— begin —
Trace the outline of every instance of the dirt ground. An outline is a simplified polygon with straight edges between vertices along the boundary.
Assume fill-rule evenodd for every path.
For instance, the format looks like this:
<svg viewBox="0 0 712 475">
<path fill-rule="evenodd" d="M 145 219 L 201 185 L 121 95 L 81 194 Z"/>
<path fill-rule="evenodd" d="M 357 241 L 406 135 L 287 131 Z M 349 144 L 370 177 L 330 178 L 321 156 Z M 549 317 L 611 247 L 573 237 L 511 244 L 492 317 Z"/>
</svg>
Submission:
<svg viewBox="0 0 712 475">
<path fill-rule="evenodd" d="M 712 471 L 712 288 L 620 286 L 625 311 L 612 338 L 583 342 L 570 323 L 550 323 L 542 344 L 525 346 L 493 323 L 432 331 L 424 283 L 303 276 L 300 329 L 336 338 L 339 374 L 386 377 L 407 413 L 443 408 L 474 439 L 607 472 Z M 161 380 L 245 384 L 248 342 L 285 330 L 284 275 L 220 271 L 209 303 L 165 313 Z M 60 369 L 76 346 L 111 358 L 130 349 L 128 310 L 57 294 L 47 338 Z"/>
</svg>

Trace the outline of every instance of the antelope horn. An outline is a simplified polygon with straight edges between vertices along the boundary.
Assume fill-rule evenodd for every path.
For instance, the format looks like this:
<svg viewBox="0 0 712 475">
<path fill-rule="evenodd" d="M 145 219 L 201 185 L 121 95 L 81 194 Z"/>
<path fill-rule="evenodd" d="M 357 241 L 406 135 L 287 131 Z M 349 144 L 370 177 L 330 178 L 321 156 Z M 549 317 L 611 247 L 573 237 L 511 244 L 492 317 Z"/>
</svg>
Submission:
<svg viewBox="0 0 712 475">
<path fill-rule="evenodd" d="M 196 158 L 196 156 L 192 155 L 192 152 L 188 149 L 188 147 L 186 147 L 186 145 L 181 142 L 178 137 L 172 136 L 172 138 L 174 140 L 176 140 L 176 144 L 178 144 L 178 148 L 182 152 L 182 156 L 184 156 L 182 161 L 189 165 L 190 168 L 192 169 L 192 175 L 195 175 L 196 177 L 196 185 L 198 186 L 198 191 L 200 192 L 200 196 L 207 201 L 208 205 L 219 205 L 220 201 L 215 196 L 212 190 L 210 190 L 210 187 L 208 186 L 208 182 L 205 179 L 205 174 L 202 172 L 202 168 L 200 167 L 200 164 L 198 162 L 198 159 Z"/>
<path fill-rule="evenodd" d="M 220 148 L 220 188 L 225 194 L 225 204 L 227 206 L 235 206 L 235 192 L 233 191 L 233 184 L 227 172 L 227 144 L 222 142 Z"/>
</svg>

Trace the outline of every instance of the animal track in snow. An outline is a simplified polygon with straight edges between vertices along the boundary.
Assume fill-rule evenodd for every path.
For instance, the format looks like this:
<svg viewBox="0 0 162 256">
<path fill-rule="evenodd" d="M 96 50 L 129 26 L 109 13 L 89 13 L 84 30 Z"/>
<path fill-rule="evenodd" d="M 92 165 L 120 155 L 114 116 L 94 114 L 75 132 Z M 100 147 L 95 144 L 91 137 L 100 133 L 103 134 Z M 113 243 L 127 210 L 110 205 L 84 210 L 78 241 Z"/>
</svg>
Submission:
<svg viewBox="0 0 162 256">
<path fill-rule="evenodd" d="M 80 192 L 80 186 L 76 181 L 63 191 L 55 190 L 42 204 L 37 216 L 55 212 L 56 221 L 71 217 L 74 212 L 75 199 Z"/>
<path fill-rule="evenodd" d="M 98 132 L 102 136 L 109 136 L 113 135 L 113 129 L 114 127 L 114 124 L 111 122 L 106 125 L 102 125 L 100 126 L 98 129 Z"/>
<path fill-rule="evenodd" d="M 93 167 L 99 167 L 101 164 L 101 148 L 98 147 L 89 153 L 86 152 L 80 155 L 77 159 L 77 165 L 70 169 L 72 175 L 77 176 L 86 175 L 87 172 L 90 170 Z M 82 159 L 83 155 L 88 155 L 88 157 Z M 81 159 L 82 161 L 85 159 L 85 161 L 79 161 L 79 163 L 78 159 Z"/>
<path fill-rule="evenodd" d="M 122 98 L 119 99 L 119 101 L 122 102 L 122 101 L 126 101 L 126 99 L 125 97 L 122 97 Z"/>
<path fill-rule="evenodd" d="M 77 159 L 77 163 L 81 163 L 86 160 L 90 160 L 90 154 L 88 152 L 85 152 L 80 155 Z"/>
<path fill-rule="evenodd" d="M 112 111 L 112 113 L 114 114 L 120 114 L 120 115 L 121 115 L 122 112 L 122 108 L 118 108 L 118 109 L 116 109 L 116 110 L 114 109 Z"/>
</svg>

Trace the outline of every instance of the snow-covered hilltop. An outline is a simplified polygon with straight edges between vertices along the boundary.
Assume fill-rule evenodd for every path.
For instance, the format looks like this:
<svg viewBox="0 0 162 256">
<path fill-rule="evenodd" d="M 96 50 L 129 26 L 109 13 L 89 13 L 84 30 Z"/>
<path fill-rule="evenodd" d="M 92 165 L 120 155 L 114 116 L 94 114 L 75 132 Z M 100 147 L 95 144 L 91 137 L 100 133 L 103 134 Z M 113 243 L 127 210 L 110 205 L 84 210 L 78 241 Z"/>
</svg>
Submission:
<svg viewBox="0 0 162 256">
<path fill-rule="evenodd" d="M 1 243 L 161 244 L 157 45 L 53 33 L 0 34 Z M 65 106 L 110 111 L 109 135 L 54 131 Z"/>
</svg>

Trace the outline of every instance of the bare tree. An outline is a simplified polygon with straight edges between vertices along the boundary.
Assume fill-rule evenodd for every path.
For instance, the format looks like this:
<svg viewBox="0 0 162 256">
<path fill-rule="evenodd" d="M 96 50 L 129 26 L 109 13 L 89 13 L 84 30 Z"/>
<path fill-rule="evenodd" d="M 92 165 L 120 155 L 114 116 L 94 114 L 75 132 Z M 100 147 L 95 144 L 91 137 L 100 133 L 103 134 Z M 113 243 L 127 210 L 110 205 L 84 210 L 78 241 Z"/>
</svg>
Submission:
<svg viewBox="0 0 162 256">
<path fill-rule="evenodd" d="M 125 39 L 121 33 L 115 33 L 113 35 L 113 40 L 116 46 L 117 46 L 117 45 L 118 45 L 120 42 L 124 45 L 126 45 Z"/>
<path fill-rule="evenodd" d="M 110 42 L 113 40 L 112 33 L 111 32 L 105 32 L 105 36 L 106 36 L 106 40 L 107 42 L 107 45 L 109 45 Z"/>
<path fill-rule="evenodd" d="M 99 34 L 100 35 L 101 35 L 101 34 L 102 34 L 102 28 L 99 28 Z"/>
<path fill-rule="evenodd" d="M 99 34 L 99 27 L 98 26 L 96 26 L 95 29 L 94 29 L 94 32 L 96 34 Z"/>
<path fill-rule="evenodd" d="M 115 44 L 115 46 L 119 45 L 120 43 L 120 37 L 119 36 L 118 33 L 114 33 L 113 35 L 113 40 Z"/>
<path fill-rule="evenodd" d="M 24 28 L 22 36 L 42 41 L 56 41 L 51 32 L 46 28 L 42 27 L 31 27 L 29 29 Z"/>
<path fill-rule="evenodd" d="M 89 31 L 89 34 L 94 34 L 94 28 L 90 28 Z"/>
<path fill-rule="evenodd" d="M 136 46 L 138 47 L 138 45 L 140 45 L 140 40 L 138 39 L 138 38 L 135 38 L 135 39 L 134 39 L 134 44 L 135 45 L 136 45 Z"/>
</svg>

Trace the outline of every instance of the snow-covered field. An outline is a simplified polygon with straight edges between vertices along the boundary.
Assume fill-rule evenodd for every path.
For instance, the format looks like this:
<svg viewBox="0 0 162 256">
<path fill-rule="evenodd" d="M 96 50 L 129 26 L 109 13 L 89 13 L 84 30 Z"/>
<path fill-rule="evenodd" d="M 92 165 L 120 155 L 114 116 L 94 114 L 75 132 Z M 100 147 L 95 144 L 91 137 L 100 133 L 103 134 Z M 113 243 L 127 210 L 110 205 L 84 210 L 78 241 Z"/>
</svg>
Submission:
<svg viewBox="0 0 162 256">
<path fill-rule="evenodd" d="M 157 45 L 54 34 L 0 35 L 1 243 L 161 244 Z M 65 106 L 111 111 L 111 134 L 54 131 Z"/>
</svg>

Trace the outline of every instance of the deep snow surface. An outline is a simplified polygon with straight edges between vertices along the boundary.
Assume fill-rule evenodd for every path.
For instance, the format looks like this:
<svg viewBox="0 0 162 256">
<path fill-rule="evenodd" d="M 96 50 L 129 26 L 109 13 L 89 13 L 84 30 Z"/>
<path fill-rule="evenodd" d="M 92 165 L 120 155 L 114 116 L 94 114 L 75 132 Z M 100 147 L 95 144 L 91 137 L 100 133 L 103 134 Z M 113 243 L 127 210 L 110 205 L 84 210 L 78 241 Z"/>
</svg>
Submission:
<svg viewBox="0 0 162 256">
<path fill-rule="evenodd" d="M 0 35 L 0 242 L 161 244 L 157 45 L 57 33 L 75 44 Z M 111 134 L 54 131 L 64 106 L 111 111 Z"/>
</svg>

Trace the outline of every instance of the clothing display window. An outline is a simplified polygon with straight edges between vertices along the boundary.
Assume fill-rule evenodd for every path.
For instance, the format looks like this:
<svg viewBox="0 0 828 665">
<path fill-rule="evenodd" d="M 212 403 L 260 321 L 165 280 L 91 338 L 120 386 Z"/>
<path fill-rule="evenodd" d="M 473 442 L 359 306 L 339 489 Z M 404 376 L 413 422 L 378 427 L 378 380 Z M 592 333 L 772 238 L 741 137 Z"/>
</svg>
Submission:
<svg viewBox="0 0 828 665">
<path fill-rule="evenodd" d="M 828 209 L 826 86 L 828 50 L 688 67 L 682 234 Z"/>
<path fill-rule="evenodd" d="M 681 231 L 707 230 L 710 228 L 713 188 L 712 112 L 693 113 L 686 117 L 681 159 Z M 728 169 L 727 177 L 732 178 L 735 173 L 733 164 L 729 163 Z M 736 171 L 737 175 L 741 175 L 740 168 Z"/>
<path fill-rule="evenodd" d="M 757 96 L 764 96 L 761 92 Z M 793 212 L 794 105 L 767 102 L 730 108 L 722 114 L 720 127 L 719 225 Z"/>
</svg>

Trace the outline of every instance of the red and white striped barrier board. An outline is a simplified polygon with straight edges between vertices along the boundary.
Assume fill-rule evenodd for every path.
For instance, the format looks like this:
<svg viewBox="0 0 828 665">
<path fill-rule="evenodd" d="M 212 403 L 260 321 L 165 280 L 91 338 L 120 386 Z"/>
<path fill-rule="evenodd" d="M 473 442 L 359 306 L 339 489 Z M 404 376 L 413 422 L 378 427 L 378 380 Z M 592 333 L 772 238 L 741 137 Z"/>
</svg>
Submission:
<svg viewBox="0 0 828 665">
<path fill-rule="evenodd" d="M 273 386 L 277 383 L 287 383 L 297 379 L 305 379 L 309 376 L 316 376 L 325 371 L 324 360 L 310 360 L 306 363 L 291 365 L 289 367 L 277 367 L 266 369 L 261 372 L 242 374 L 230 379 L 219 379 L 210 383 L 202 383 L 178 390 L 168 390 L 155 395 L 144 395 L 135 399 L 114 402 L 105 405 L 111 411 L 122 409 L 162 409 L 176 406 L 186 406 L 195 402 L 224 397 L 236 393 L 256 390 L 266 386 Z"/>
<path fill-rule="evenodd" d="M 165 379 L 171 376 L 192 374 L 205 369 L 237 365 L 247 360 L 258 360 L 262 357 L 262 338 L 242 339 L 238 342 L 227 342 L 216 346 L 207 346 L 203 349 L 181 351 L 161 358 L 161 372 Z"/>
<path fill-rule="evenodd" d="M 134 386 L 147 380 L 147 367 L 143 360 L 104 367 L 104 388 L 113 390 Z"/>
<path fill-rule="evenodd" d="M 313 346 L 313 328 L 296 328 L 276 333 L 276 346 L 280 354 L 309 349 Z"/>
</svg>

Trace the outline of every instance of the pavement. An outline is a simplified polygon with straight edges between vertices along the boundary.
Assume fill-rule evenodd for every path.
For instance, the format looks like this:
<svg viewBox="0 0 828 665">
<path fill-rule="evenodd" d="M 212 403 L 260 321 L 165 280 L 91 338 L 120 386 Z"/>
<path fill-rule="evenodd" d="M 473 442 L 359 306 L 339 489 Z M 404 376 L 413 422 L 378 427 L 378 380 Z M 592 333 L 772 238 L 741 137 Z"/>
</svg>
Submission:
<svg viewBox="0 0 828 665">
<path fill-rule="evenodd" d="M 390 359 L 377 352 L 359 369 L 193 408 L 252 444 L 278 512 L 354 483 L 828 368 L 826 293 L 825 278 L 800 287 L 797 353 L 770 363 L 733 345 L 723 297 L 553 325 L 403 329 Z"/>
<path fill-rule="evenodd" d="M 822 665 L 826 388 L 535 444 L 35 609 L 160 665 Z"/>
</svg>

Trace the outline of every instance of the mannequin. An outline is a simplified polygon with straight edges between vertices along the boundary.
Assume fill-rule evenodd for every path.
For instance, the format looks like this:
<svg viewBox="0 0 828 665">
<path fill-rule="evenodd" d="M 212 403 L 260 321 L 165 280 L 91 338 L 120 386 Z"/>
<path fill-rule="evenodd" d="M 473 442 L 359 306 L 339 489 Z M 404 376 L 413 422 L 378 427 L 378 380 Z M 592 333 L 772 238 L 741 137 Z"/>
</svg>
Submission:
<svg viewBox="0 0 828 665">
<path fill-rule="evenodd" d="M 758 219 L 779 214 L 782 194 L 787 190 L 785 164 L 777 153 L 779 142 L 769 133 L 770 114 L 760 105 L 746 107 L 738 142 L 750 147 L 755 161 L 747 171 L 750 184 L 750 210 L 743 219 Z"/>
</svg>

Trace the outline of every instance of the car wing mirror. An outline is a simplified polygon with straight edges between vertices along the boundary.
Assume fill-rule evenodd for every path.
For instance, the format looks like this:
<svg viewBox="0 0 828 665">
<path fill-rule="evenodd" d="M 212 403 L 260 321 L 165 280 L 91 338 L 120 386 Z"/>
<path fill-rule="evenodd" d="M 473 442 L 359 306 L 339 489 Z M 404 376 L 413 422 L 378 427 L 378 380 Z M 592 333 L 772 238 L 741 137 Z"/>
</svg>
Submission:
— end —
#### TASK PROMPT:
Pick out each line in the rows above that contains the string "snow", and copy those lines. Case counts.

#### TASK OUTPUT:
Trace the outline of every instance of the animal track in snow. An outline is a simplified polygon with straight edges between vertices along the boundary.
Trace the outline of every instance of the snow-covered hilltop. An outline is a simplified polygon with straight edges between vertices along the boundary.
Trace the outline of every instance of the snow-covered field. An outline is a simplified polygon with straight edges between vertices along the boundary.
Trace the outline of every instance of the deep snow surface. An outline is a simplified polygon with straight edges between vertices along the boundary.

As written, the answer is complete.